Warren Buffett’s Berkshire Hathaway has returned 5.9% year-to-date, against the performance of other billionaire-owned companies like Tesla and Amazon, which are down 44.7% and 43.5%, respectively. Strategic investments in energy stocks this year have helped the investing powerhouse outperform not only other billionaires but also the major index.
- Energy stocks have been key in lifting Berkshire Hathaway this year
- Tech companies like TSMC and Activision Blizzard should help drive long-term growth for Berkshire Hathaway
- The Financials Select Sector SPDR Fund offers exposure to much of Berkshire Hathaway’s portfolio
Warren Buffett’s net worth has recently risen to $110bn, up almost $774m over the past year, thanks to strong performance from Berkshire Hathaway [BRK-A]. According to Bloomberg, Buffett’s success comes in striking contrast to other billionaires like Bill Gates and Jeff Bezos, who have experienced huge drawdowns this year of $20.8bn and $74.9bn, respectively.

=== Data extract ===
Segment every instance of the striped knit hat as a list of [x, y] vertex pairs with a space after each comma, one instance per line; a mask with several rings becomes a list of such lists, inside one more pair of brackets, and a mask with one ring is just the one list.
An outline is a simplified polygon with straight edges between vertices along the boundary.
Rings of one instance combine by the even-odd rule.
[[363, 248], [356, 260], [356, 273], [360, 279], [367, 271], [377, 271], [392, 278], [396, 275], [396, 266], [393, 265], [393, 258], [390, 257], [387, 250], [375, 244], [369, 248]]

=== Tasks to perform ===
1. Reproduce the passage on Berkshire Hathaway from "Warren Buffett’s Berkshire" up to and including "the major index.".
2. In the Berkshire Hathaway passage, what is Warren Buffett's net worth said to have recently risen to?

=== Outputs in order ===
1.
Warren Buffett’s Berkshire Hathaway has returned 5.9% year-to-date, against the performance of other billionaire-owned companies like Tesla and Amazon, which are down 44.7% and 43.5%, respectively. Strategic investments in energy stocks this year have helped the investing powerhouse outperform not only other billionaires but also the major index.

2. $110bn